What you are asked to do: Please write out every line of the listing below without changing anything.

Object point labels
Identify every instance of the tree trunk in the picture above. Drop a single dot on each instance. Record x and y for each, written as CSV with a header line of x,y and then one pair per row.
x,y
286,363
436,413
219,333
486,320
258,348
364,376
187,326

Completed exercise:
Identify every instance of the tree trunk in the picture above. Drop a single dot on each instance. Record x and y for each, written as CSV with a header line of x,y and then one pair per row.
x,y
286,363
436,413
219,333
486,320
258,348
364,376
187,326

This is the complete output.